* SET PROBLEM
Copy the lines below verbatim, beginning with the line that includes "If you could mark the stone veneer" and continuing to the end; leave out everything before it.

* SUPPLIED RECORDS
------------------------------
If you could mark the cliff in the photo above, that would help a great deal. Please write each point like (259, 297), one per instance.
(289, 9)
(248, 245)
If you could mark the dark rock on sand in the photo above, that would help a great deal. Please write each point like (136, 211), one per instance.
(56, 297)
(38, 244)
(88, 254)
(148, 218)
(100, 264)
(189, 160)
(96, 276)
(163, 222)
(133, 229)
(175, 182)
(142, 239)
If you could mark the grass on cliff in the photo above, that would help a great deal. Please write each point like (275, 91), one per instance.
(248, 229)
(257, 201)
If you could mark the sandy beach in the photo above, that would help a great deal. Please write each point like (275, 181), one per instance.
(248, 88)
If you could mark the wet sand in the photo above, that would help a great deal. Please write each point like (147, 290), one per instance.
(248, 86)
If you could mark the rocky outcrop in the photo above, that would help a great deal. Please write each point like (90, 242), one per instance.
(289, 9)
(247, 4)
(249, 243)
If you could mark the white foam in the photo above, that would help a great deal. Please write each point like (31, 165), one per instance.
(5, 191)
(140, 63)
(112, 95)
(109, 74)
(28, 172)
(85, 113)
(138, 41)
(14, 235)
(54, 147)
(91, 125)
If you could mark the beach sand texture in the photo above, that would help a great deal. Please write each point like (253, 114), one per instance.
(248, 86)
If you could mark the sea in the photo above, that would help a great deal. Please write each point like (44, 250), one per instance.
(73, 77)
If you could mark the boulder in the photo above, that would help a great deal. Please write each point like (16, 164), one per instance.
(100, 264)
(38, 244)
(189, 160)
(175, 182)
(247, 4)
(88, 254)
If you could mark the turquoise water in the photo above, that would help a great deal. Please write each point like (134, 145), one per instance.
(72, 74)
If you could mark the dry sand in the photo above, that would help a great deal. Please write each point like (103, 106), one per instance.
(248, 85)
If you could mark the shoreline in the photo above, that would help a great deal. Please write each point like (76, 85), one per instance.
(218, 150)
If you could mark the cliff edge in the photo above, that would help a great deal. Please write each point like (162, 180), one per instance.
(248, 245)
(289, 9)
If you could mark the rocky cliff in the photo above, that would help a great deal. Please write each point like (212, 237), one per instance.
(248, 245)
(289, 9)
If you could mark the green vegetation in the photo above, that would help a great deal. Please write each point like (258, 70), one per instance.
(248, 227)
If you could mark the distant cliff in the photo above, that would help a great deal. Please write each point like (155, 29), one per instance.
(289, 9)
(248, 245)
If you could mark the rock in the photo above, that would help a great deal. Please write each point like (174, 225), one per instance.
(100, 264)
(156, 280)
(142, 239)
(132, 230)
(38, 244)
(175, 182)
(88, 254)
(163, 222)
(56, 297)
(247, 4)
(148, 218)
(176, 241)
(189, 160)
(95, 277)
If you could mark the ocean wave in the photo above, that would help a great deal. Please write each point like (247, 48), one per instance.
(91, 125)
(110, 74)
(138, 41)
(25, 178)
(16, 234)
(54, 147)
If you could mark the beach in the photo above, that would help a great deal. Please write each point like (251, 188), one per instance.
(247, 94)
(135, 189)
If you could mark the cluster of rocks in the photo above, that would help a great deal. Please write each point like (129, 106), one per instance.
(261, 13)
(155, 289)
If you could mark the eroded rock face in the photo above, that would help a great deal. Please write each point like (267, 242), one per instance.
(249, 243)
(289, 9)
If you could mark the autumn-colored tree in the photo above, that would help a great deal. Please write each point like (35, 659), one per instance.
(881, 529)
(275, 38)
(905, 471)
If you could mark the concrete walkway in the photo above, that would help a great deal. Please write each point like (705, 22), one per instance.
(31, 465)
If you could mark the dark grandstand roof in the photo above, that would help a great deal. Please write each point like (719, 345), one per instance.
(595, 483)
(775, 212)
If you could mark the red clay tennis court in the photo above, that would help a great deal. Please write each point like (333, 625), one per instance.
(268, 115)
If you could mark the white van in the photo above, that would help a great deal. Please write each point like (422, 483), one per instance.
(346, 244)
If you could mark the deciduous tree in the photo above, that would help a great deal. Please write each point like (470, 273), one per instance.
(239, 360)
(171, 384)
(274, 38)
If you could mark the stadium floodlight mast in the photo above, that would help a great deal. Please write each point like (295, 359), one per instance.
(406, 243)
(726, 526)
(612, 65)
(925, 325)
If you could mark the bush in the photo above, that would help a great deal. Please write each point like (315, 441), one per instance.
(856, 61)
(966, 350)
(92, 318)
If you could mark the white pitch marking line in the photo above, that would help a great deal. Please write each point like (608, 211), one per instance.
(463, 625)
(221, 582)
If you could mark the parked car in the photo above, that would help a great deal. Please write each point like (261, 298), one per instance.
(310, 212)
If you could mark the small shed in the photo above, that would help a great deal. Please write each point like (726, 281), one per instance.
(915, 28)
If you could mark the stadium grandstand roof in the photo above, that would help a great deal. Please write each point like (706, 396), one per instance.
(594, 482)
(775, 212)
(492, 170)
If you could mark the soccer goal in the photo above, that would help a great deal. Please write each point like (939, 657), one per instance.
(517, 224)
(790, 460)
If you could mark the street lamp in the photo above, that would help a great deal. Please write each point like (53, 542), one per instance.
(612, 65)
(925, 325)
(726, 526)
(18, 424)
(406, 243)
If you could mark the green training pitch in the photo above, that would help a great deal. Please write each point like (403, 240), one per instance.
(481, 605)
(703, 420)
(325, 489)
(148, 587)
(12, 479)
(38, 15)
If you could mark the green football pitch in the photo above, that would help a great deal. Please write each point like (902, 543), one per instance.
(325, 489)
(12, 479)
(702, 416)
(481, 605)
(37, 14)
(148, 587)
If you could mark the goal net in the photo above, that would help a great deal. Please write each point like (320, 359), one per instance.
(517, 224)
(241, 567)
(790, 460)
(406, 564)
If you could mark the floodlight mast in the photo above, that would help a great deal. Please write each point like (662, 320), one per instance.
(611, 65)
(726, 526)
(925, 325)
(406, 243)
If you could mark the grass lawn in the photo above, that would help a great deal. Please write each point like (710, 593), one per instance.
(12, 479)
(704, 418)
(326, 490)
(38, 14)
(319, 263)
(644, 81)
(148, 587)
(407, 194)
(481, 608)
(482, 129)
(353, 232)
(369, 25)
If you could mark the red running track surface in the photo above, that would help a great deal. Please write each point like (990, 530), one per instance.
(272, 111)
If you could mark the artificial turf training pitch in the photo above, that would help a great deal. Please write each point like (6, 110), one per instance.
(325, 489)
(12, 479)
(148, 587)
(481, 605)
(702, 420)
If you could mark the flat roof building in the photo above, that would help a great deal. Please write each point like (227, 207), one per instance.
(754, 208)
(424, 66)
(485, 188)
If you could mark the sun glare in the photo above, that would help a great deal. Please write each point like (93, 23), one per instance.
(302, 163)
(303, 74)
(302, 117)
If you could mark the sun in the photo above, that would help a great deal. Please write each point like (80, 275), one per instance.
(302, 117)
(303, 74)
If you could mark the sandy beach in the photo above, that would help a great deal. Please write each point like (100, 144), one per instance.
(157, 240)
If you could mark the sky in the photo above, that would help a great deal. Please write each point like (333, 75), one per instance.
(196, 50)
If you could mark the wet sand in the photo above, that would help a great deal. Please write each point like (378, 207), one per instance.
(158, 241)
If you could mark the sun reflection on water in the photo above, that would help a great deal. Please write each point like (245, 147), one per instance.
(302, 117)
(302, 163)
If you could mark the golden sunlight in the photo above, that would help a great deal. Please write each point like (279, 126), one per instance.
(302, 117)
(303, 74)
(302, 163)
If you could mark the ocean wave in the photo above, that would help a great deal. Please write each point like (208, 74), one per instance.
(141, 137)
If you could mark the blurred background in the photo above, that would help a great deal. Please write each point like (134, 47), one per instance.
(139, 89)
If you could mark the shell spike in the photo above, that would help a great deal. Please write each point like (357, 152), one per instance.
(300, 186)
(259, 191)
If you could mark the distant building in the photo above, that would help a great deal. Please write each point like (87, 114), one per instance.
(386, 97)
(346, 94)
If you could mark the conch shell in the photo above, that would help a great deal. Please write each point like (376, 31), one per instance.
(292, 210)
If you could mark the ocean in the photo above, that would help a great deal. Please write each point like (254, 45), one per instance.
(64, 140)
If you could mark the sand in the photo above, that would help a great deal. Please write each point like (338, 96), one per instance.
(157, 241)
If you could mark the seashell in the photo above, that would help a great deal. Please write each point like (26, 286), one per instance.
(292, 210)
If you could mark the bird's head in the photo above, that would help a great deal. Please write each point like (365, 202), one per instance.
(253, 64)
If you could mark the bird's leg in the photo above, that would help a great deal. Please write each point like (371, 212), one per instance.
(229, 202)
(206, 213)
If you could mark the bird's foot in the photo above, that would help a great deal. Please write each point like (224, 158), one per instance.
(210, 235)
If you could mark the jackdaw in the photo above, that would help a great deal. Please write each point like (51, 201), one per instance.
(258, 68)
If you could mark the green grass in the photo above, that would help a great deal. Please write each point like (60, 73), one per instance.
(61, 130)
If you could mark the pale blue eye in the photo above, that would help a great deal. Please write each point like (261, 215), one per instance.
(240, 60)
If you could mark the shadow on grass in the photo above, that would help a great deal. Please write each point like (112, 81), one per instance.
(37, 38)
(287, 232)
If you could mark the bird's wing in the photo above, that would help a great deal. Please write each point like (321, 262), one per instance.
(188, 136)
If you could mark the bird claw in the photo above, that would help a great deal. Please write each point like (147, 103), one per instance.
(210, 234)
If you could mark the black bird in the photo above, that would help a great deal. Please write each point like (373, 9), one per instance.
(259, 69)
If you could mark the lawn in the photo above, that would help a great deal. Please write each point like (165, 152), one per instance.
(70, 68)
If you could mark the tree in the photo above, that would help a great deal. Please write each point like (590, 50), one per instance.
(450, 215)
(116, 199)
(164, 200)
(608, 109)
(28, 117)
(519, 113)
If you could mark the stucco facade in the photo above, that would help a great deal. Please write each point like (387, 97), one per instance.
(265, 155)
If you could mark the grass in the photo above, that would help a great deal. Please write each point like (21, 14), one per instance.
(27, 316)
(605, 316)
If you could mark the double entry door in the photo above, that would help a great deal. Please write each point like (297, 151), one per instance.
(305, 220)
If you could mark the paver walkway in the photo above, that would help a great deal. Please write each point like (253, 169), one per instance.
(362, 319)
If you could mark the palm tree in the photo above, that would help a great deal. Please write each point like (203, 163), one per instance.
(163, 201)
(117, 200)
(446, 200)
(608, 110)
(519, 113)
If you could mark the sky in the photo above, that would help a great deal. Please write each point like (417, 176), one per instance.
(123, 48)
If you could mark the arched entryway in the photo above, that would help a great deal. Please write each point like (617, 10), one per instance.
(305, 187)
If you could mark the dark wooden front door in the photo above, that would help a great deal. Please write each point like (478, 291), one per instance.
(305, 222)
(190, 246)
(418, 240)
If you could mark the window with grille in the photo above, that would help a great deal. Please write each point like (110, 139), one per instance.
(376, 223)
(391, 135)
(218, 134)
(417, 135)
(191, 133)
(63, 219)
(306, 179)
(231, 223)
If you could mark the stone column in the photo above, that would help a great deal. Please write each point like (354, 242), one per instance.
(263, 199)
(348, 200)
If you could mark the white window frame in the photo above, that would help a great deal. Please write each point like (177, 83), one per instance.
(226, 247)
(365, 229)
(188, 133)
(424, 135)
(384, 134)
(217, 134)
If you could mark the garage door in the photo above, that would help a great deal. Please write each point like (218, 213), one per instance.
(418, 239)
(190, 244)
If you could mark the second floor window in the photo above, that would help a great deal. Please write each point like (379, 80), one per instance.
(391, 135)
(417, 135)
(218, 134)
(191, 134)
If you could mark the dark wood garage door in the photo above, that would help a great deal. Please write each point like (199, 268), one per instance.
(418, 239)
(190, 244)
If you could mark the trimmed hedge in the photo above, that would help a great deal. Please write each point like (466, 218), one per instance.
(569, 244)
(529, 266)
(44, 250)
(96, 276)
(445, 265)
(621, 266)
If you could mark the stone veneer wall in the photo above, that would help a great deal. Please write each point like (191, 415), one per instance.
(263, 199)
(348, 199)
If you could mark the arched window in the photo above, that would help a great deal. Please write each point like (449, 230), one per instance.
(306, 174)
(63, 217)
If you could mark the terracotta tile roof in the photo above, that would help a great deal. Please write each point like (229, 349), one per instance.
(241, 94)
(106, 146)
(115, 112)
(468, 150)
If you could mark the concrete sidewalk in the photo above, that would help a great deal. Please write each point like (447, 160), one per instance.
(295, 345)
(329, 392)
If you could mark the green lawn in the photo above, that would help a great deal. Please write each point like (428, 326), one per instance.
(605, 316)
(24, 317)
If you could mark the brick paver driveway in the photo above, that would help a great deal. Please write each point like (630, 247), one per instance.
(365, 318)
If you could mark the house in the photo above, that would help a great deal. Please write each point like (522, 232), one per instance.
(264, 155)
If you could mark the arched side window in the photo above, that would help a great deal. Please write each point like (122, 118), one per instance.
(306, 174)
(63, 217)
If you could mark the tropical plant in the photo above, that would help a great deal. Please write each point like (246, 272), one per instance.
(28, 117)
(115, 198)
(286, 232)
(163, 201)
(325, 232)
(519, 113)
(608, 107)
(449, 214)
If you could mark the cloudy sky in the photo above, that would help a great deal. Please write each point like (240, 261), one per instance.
------------------------------
* FINISHED TASK
If you could mark the stone veneer wall in the photo above, that would help a great deal. Please write each point like (191, 415), one per instance.
(263, 199)
(348, 199)
If you could mark the arched window in the photo above, that would help a great deal. Please write each point like (449, 230), one per instance.
(306, 174)
(63, 217)
If you could mark the terracotta tile roof in the photo above, that would help a great deal. Please write each point like (229, 349), one per instance.
(241, 94)
(106, 146)
(115, 112)
(468, 150)
If you could mark the concrete sidewalk in the photo above, that would help a great deal. Please write each point like (447, 160), one per instance.
(295, 345)
(329, 392)
If you could mark the green lawn in the photo above, that would help a great deal. Please write each point like (428, 326), one per instance.
(605, 316)
(24, 317)
If you could mark the brick paver driveway in the photo above, that would help a great deal. Please write each point like (630, 247), one per instance.
(365, 318)
If you could mark the house in the photo above, that would help a great deal. Please write each point like (522, 232), one per instance.
(264, 155)
If you could mark the arched side window in the photo above, that would help a great deal. Please write each point like (122, 118), one per instance.
(306, 174)
(63, 217)
If you could mark the tropical plant in the photo above, that would help a great deal. Please write each point like (246, 272), one per instance.
(28, 117)
(115, 198)
(286, 232)
(163, 201)
(325, 232)
(519, 113)
(608, 107)
(449, 214)
If you could mark the cloudy sky in the photo above, that would help a great deal. Please write each point like (240, 261), one per instance.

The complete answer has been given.